### WHAT IS BEING ASKED
Reproduce this listing in full.

***

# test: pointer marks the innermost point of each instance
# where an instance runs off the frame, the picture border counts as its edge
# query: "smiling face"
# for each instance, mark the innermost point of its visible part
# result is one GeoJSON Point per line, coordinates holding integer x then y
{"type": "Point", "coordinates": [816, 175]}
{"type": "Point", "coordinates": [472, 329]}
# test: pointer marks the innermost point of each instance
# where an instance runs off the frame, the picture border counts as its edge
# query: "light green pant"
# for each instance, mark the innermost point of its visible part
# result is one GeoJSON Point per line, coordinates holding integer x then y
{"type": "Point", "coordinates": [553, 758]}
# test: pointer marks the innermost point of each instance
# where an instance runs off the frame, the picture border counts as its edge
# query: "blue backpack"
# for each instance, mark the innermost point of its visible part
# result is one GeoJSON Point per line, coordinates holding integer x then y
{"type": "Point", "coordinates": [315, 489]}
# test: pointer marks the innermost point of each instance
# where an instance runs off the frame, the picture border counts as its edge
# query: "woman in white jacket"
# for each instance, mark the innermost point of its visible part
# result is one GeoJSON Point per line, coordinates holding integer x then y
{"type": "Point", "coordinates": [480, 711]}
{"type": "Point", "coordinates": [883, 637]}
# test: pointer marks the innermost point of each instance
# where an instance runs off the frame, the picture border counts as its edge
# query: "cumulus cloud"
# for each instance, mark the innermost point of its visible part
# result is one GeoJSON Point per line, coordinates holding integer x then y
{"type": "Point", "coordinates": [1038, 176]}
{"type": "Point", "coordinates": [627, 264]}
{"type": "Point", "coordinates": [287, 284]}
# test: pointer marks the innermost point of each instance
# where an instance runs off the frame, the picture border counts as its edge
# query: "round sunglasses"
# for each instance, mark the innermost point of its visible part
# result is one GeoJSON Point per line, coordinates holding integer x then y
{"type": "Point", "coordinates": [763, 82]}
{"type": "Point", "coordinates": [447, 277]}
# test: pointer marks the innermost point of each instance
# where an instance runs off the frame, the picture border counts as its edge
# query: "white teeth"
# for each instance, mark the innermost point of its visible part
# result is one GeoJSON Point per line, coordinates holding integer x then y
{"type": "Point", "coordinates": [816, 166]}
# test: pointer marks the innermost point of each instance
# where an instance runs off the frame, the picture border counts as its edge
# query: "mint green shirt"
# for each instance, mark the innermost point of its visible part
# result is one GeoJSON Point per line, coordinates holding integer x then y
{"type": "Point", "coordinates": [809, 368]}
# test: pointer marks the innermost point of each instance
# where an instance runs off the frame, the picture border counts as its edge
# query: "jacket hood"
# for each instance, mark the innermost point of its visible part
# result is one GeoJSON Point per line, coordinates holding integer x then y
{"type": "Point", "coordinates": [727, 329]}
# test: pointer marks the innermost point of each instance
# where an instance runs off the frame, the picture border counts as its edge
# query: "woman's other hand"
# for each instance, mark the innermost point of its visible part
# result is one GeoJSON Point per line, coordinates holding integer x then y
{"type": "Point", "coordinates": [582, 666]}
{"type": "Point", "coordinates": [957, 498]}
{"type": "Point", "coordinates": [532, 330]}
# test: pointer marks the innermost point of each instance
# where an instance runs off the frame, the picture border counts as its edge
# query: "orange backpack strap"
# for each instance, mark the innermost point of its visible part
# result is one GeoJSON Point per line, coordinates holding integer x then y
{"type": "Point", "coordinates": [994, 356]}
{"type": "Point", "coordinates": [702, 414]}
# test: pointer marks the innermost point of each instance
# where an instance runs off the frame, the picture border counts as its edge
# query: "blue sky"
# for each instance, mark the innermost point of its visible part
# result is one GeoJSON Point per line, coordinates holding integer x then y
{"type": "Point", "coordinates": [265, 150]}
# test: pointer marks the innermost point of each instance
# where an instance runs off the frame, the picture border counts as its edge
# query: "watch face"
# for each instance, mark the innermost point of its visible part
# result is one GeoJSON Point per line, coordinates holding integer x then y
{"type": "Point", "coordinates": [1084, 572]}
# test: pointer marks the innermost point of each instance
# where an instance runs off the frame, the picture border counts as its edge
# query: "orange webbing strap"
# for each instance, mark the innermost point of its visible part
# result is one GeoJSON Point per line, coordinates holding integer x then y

***

### RESULT OF THIS EXERCISE
# test: pointer marks the innermost point of each instance
# where an instance runs off the frame, the picture border counts as its edge
# query: "smiling face"
# for each instance, mark the innermost point of its visible part
# result is one GeoJSON Point per line, coordinates holding integer x then y
{"type": "Point", "coordinates": [816, 175]}
{"type": "Point", "coordinates": [472, 329]}
# test: pointer marks the innermost point of each instance
# where an instance runs off the frame, the picture border counts as its edge
# query: "light green pant"
# for each instance, mark the innermost point of its visible part
# result is one GeoJSON Point per line, coordinates holding integer x then y
{"type": "Point", "coordinates": [553, 758]}
# test: pointer marks the innermost point of each instance
# where an instance runs off the frame, the picture border counts as its edge
# query: "blue backpack"
# for each instance, mark the innermost point of its visible part
# result is one GeoJSON Point per line, coordinates holding integer x then y
{"type": "Point", "coordinates": [315, 489]}
# test: pointer marks the innermost point of each instance
# where an instance runs off the frame, the picture border counts as its edge
# query: "woman in white jacket"
# for each instance, mark the innermost point of its visible part
# result is one GeoJSON Point per line, coordinates holding integer x then y
{"type": "Point", "coordinates": [480, 711]}
{"type": "Point", "coordinates": [883, 637]}
# test: pointer marks the innermost point of each instance
# where an instance runs off the frame, the picture border counts as its edge
# query: "cumulus cloud"
# for each instance, mark the innermost point of its visible part
# result is one GeoJSON Point per line, coordinates holding integer x then y
{"type": "Point", "coordinates": [1038, 176]}
{"type": "Point", "coordinates": [627, 264]}
{"type": "Point", "coordinates": [287, 284]}
# test: pointer marks the innermost point of each instance
# where an instance runs off the frame, the picture border counts as its edge
# query: "round sunglasses"
# for each instance, mark the innermost point of its visible part
# result is one GeoJSON Point per line, coordinates holding integer x then y
{"type": "Point", "coordinates": [763, 82]}
{"type": "Point", "coordinates": [447, 277]}
# test: pointer marks the innermost point of each instance
# where an instance runs off the frame, the picture border counts as its edge
# query: "white teeth"
# for each instance, mark the innermost point of its visible part
# result is one GeoJSON Point per line, coordinates holding integer x then y
{"type": "Point", "coordinates": [816, 166]}
# test: pointer marks the innermost point of each instance
# where an instance runs off the frame, the picture border counts as its edge
# query: "mint green shirt"
# for each instance, mark the innermost point of its visible part
# result is one GeoJSON Point per line, coordinates holding integer x then y
{"type": "Point", "coordinates": [809, 368]}
# test: pointer marks the innermost point of each instance
# where an instance runs off the frame, the picture border counts as its edge
# query: "jacket hood"
# for each instance, mark the innermost point of its visible part
# result is one GeoJSON Point per line, coordinates holding integer x then y
{"type": "Point", "coordinates": [727, 329]}
# test: pointer marks the innermost point of each instance
# where an instance runs off the frame, the picture border counts as its edge
# query: "woman's other hand"
# for each instance, mark the innermost point of its visible part
# result is one GeoJSON Point per line, coordinates holding integer x then y
{"type": "Point", "coordinates": [582, 666]}
{"type": "Point", "coordinates": [957, 498]}
{"type": "Point", "coordinates": [532, 330]}
# test: pointer marks the innermost point of each instance
# where an instance runs off the frame, the picture border counts as its edge
# query: "orange backpack strap"
# for each instance, mark the innermost point of its visible part
# result is one GeoJSON Point per line, coordinates holding integer x then y
{"type": "Point", "coordinates": [994, 356]}
{"type": "Point", "coordinates": [702, 414]}
# test: pointer marks the innermost point of each instance
# where an instance runs off the frame, the picture border counts as its edge
# query: "blue sky"
# for each instance, mark the innermost point of its visible part
# result is one GeoJSON Point per line, coordinates holding integer x then y
{"type": "Point", "coordinates": [265, 150]}
# test: pointer marks the innermost point of each instance
# where an instance runs off the frame, the picture border counts as its edge
# query: "watch face"
# for each instance, mark the innermost point of its visible part
# result is one GeoJSON Point per line, coordinates holding integer x then y
{"type": "Point", "coordinates": [1084, 572]}
# test: pointer marks the innermost point of each instance
# where an instance runs off the frame, the picture border counts as its edge
# query: "orange webbing strap"
# for each instance, mark the innermost point of its visible part
# result is one GeoJSON Point per line, coordinates holding integer x then y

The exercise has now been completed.